Directions »
a – Answer these questions about the Python class-design notes:
(i) Which function of the ToDictMixin does the JsonMixin use to convert an object?
(ii) Which two classes does DatacenterRack inherit from?
(iii) What are the two types of attribute visibility for a class's attributes in Python?
b – Extend the Python class-design notes, picking up after their final sentence.
-------- Quoted text
The ToDictMixin can be combined with another mixin to provide additional functionality.  In this case we create a JsonMixin that uses the to_dict function of the ToDictMixin to convert an object to/from json.

In [42]:
import json
class JsonMixin(object):
    @classmethod
    def from_json(cls, data):
        kwargs = json.loads(data)
        return cls(**kwargs)

    def to_json(self):
        return json.dumps(self.to_dict())

Here is an example of using the mixins in a class DatacenterRack

In [45]:
class Switch(object):
    def __init__(self, ports, speed):
        self.ports = ports
        self.speed = speed
        
class Machine(object):
    def __init__(self, cores, ram, disk):
        self.cores = cores
        self.ram = ram
        self.disk = disk
        
class DatacenterRack(ToDictMixin, JsonMixin):
    def __init__(self, switch=None, machines=None):
        self.switch = Switch(**switch)
        self.machines = [
            Machine(**kwargs) for kwargs in machines]

switch = dict(ports=5, speed=1e9)
machines = []
machines.append(dict(cores = 4, ram = 32e9, disk = 500e9))
dc = DatacenterRack(switch, machines)
print(dc.to_json())

{"machines": [{"ram": 32000000000.0, "disk": 500000000000.0, "cores": 4}], "switch": {"speed": 1000000000.0, "ports": 5}}


# Item 27: Prefer Public Attributes Over Private Ones

In python there are only two types of attribute visibility for a class's attributes: public and private.

In [None]:
class MyObject(object):
    def __init__(self):
        self.public_field = 5
        self.__private_field = 10

    def get_private_field(self):
        return self.__private_field

# Item 28: Inherit from collections.abc for Custom Container Types

say you want to create your own custom list type that has additional methods for counting the frequency of its members.
----------------
-------- Supplied material
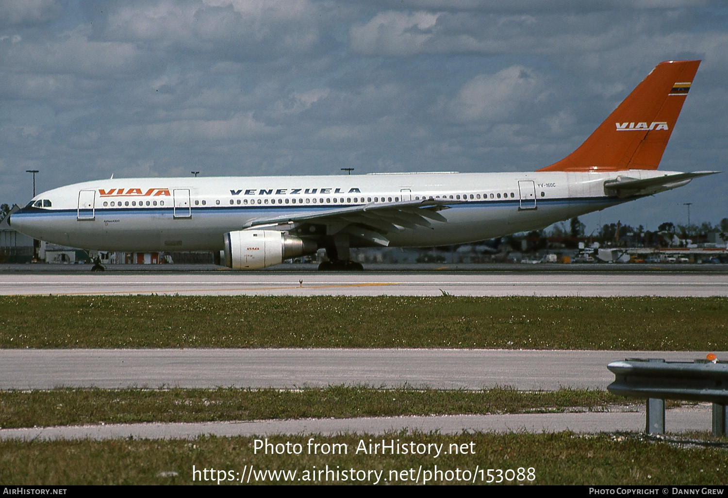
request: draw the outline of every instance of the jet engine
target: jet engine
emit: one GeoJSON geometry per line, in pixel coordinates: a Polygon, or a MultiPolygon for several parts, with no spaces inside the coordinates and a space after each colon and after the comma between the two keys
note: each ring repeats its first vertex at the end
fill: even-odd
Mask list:
{"type": "Polygon", "coordinates": [[[233,269],[258,269],[284,259],[312,254],[318,248],[309,239],[275,230],[240,230],[225,234],[225,266],[233,269]]]}

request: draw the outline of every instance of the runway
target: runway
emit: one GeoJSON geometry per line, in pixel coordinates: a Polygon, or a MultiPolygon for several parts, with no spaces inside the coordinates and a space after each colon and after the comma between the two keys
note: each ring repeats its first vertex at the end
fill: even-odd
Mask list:
{"type": "Polygon", "coordinates": [[[2,349],[0,389],[332,385],[605,390],[612,361],[692,361],[728,352],[503,349],[2,349]]]}
{"type": "MultiPolygon", "coordinates": [[[[20,439],[106,440],[192,439],[200,435],[218,437],[270,435],[272,434],[384,434],[414,431],[428,433],[462,434],[480,431],[492,432],[577,433],[614,432],[638,432],[644,430],[645,408],[628,408],[629,411],[566,414],[521,414],[515,415],[450,415],[446,416],[384,416],[357,419],[301,419],[298,420],[254,420],[165,424],[110,424],[55,427],[0,429],[0,440],[20,439]]],[[[669,432],[708,430],[711,424],[708,403],[668,410],[666,429],[669,432]]]]}
{"type": "Polygon", "coordinates": [[[724,272],[0,273],[0,295],[728,296],[724,272]]]}

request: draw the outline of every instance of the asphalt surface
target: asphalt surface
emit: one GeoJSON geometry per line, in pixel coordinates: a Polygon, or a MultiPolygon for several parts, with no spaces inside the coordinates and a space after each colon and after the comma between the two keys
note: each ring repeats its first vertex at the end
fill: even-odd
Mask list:
{"type": "Polygon", "coordinates": [[[1,349],[0,389],[512,387],[604,390],[625,358],[692,361],[728,352],[505,349],[1,349]]]}
{"type": "MultiPolygon", "coordinates": [[[[0,429],[0,440],[106,440],[130,437],[135,439],[191,439],[206,435],[223,437],[272,434],[336,435],[347,432],[383,434],[405,430],[409,432],[417,431],[425,433],[438,431],[441,434],[462,434],[464,432],[474,431],[555,432],[569,430],[579,433],[644,431],[644,406],[635,406],[626,409],[633,411],[518,415],[301,419],[178,424],[112,424],[0,429]]],[[[665,429],[668,432],[709,430],[711,427],[711,406],[705,403],[668,410],[665,413],[665,429]]]]}
{"type": "MultiPolygon", "coordinates": [[[[46,265],[50,266],[50,265],[46,265]]],[[[534,265],[537,266],[537,265],[534,265]]],[[[0,272],[0,294],[727,296],[723,272],[0,272]]]]}

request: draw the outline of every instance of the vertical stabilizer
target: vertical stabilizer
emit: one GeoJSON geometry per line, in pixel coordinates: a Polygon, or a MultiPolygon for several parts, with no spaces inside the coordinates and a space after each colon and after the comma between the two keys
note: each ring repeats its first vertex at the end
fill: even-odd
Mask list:
{"type": "Polygon", "coordinates": [[[584,143],[539,171],[657,170],[700,63],[657,64],[584,143]]]}

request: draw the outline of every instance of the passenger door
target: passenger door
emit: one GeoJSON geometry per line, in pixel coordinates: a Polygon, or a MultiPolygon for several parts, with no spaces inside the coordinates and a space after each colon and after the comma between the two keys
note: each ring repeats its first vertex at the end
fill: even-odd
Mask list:
{"type": "Polygon", "coordinates": [[[76,219],[92,220],[95,217],[94,213],[96,200],[95,190],[81,190],[79,191],[79,210],[76,219]]]}
{"type": "Polygon", "coordinates": [[[189,189],[175,189],[175,218],[191,218],[192,211],[189,202],[189,189]]]}
{"type": "Polygon", "coordinates": [[[536,185],[533,180],[519,180],[518,192],[521,196],[521,209],[536,209],[536,185]]]}

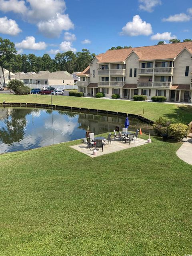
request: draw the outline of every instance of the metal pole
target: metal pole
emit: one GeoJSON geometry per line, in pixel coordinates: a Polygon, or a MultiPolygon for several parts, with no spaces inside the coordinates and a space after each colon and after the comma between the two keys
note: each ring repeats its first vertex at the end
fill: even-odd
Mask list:
{"type": "Polygon", "coordinates": [[[53,129],[53,144],[55,144],[55,136],[54,134],[54,125],[53,123],[53,104],[52,103],[52,94],[51,94],[51,86],[50,86],[51,88],[51,115],[52,116],[52,126],[53,129]]]}

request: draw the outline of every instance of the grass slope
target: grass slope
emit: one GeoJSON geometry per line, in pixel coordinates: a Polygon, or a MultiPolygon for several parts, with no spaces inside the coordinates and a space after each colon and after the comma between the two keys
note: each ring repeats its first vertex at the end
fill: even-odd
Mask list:
{"type": "MultiPolygon", "coordinates": [[[[140,114],[152,120],[162,115],[170,118],[179,118],[181,122],[187,124],[192,120],[192,106],[189,105],[64,96],[54,96],[52,98],[53,104],[140,114]]],[[[37,96],[33,95],[0,94],[0,102],[4,101],[12,102],[51,103],[50,96],[49,95],[37,96]]]]}
{"type": "Polygon", "coordinates": [[[93,159],[79,141],[0,155],[0,255],[191,254],[191,166],[152,140],[93,159]]]}

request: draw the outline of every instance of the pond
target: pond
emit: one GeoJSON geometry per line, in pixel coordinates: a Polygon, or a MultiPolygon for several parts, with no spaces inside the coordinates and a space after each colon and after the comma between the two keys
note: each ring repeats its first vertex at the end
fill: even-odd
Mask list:
{"type": "MultiPolygon", "coordinates": [[[[95,134],[124,127],[125,118],[106,114],[91,114],[53,110],[55,143],[84,138],[88,127],[95,134]]],[[[148,132],[151,126],[136,119],[129,118],[129,130],[141,128],[148,132]]],[[[53,144],[51,110],[20,107],[0,107],[0,153],[27,150],[53,144]]]]}

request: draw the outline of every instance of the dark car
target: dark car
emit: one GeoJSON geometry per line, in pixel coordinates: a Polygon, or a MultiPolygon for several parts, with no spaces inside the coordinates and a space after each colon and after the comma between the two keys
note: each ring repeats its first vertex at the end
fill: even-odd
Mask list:
{"type": "Polygon", "coordinates": [[[35,89],[32,89],[31,90],[31,93],[32,94],[36,94],[36,93],[39,94],[41,92],[41,90],[38,88],[35,88],[35,89]]]}

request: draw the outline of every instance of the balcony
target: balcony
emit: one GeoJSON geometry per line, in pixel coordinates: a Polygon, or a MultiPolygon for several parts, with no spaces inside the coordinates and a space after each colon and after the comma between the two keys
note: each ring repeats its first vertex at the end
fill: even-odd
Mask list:
{"type": "Polygon", "coordinates": [[[77,85],[78,86],[87,86],[89,85],[90,82],[87,81],[78,81],[77,85]]]}
{"type": "Polygon", "coordinates": [[[172,85],[172,82],[139,82],[137,83],[137,88],[170,89],[172,85]]]}
{"type": "Polygon", "coordinates": [[[102,70],[98,70],[97,71],[98,75],[109,75],[109,70],[104,69],[102,70]]]}
{"type": "Polygon", "coordinates": [[[125,71],[125,69],[111,69],[110,70],[110,74],[124,76],[125,71]]]}

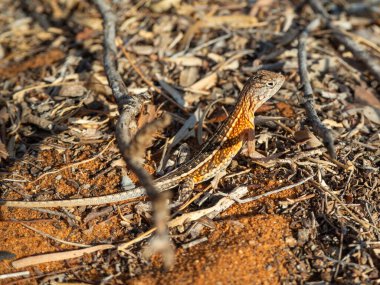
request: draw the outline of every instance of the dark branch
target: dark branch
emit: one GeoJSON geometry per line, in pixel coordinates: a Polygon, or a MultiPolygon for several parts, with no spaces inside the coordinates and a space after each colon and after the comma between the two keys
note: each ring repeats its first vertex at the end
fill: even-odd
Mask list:
{"type": "Polygon", "coordinates": [[[306,41],[309,32],[319,26],[319,20],[311,22],[300,34],[298,43],[298,68],[301,78],[301,84],[303,87],[303,102],[302,105],[306,110],[306,116],[308,123],[313,128],[314,132],[323,139],[323,143],[326,146],[330,156],[336,158],[334,139],[326,126],[321,122],[317,112],[314,108],[313,88],[311,87],[309,80],[309,73],[307,71],[307,53],[306,53],[306,41]]]}

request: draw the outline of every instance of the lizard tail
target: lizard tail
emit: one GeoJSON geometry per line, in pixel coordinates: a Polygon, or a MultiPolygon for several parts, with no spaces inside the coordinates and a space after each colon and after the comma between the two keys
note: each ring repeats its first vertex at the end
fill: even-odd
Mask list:
{"type": "Polygon", "coordinates": [[[79,198],[71,200],[50,200],[50,201],[6,201],[0,200],[0,206],[12,208],[56,208],[56,207],[78,207],[103,205],[108,203],[121,202],[129,199],[145,196],[145,189],[137,187],[126,192],[120,192],[105,196],[79,198]]]}

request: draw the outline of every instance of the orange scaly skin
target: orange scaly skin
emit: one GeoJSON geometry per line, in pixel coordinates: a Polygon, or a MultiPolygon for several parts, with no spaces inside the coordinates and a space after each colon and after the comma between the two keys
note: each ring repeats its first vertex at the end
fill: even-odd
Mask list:
{"type": "MultiPolygon", "coordinates": [[[[154,182],[157,189],[167,191],[180,183],[195,185],[224,171],[243,144],[249,140],[249,132],[254,129],[254,112],[276,94],[284,80],[281,74],[265,70],[256,72],[244,85],[233,112],[214,136],[193,159],[156,179],[154,182]]],[[[145,195],[145,189],[137,187],[99,197],[33,202],[0,200],[0,205],[19,208],[75,207],[120,202],[145,195]]]]}

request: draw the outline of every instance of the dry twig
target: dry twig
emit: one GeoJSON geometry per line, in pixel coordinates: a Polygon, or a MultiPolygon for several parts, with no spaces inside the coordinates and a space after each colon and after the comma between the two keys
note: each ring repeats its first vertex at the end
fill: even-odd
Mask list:
{"type": "Polygon", "coordinates": [[[351,51],[352,54],[367,67],[375,79],[380,82],[380,64],[378,64],[378,61],[331,22],[329,14],[319,1],[309,0],[308,2],[313,11],[321,15],[327,28],[332,30],[332,35],[335,39],[351,51]]]}
{"type": "Polygon", "coordinates": [[[303,87],[304,97],[302,105],[305,107],[308,122],[312,126],[313,130],[318,136],[323,139],[325,146],[332,158],[336,158],[336,152],[334,148],[334,139],[331,136],[330,131],[321,122],[317,112],[314,108],[313,89],[309,80],[309,73],[307,71],[307,54],[306,54],[306,40],[309,32],[316,29],[319,26],[319,20],[312,21],[300,34],[298,43],[298,68],[301,78],[301,84],[303,87]]]}

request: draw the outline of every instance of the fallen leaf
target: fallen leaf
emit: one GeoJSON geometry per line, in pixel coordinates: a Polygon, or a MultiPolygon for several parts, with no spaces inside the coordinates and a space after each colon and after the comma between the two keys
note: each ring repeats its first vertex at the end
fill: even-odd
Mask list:
{"type": "Polygon", "coordinates": [[[373,106],[380,109],[380,101],[371,89],[365,88],[363,85],[355,87],[355,99],[368,106],[373,106]]]}
{"type": "Polygon", "coordinates": [[[193,85],[190,86],[190,89],[195,91],[209,90],[210,88],[215,86],[217,80],[218,76],[215,72],[213,72],[203,77],[201,80],[195,82],[193,85]]]}

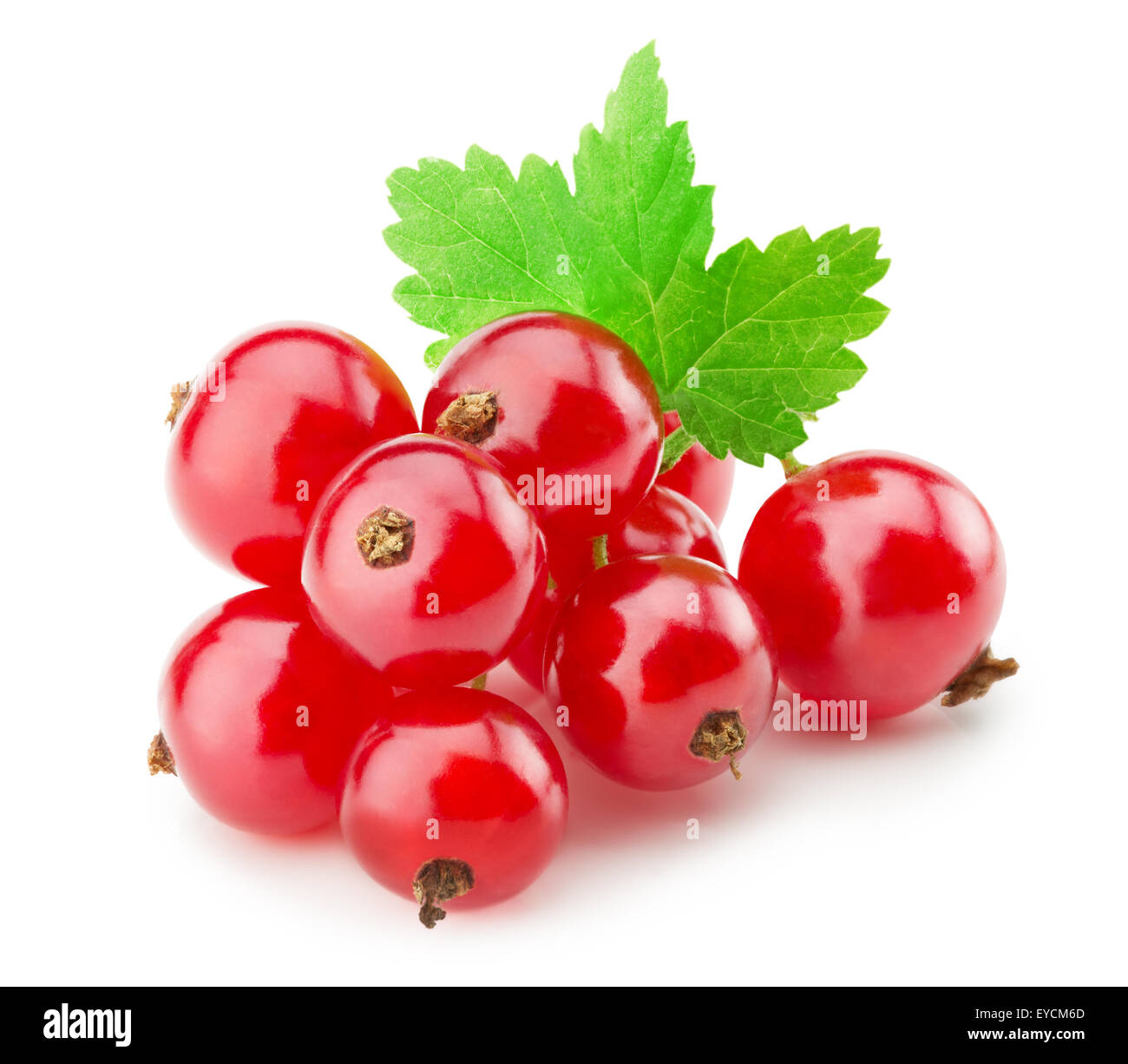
----------------
Results »
a –
(i) The to_dict function.
(ii) ToDictMixin and JsonMixin.
(iii) Public and private.

b –
In [46]:
class FrequencyList(list):
    def __init__(self, members):
        super().__init__(members)

    def frequency(self):
        counts = {}
        for item in self:
            counts.setdefault(item, 0)
            counts[item] += 1
        return counts

Here you can use all of the builtin list functionality as well as the new function.

In [47]:
foo = FrequencyList(['a', 'b', 'a', 'c', 'b', 'a', 'd'])
print('Length is', len(foo))
foo.pop()
print('After pop:', repr(foo))
print('Frequency:', foo.frequency())

Length is 7
After pop: ['a', 'b', 'a', 'c', 'b', 'a']
Frequency: {'b': 2, 'a': 3, 'c': 1}


The built-in collections.abc module defines a set of abstract base classes that provide all of the typical methods for each container type. When you subclass from these abstract base classes and forget to implement required methods, the module will tell you something is wrong.

In [48]:
from collections.abc import Sequence

class BadType(Sequence):
    pass

foo = BadType()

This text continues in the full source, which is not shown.